:: EXERCISE OBJECTIVE ::
Scale the records from the start through the line containing "[132, 44, 362, 83]", repeating every line, requests included, but multiplying each bounding-box coordinate in the answers by 1.2 and rounding to whole numbers, halves up. Leave the numbers in the requests and their format samples as they are.

:: RECORDS FOR THIS EXERCISE ::
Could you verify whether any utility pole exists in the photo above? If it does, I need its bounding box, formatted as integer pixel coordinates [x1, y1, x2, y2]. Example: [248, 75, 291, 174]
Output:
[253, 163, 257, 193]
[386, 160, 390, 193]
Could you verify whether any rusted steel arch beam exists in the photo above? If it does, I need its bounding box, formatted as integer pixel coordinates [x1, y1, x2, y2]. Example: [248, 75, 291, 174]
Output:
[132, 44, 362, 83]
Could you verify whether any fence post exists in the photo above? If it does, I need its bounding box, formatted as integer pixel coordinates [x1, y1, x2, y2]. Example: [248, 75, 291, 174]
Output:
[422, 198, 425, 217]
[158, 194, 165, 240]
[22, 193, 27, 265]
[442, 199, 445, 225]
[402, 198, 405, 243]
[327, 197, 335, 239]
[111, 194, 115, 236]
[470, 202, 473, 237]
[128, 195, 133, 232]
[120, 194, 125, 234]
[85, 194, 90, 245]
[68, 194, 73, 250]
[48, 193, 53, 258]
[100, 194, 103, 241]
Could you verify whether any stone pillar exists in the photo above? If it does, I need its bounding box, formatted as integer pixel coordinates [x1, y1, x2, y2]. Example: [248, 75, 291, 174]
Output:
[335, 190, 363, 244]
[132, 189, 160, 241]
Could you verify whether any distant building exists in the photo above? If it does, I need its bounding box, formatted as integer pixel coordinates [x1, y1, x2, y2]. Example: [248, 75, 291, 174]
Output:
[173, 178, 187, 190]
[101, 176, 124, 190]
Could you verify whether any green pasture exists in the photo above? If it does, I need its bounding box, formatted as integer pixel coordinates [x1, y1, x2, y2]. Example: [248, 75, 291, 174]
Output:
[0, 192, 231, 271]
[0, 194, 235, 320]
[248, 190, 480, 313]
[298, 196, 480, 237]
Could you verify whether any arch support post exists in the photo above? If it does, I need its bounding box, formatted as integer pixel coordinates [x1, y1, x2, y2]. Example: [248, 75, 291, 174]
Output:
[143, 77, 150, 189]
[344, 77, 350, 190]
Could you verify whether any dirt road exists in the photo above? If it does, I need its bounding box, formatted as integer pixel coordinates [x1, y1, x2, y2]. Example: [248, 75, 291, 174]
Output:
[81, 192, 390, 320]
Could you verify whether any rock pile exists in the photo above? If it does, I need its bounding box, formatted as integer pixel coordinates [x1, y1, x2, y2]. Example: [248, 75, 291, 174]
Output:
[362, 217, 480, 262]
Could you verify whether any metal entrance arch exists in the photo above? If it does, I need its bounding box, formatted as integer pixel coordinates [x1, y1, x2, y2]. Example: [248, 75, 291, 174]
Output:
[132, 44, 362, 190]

:: RESPONSE TO THE TASK ::
Could you verify whether any utility pole exists in the photo above? If it does, I need its bounding box, formatted as integer pixel coordinates [x1, y1, x2, y2]. Example: [248, 75, 291, 174]
Output:
[304, 196, 308, 232]
[463, 192, 468, 232]
Could you verify whether any rusted steel arch beam exists in the photo above? If it does, I need its bounding box, formatted as integer pixel coordinates [x1, y1, x2, y2]. Example: [248, 75, 291, 174]
Output:
[158, 53, 434, 100]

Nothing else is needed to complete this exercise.